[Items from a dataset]
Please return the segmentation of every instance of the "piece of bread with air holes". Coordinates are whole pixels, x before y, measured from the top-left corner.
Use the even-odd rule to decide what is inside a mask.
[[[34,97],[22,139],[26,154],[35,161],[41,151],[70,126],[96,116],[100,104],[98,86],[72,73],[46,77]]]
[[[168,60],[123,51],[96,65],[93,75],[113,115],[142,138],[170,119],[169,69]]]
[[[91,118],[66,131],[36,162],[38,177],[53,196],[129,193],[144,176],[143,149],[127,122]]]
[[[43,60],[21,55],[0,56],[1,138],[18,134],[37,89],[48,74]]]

## AIM
Quote all of the rows above verbatim, line for line.

## ANSWER TO THE TASK
Please return the segmentation of every instance of the "piece of bread with air holes". Coordinates are whole pixels, x before y, measured from the top-left corner.
Use the even-odd rule to decide what is inside a mask.
[[[34,97],[22,139],[26,154],[35,161],[41,151],[70,126],[96,116],[100,104],[98,86],[72,73],[46,77]]]
[[[168,60],[123,51],[96,65],[93,75],[113,115],[142,138],[170,119],[169,69]]]
[[[91,118],[66,131],[36,162],[38,177],[53,196],[129,193],[144,176],[143,149],[127,122]]]
[[[43,60],[21,55],[0,56],[1,138],[18,134],[37,89],[48,74]]]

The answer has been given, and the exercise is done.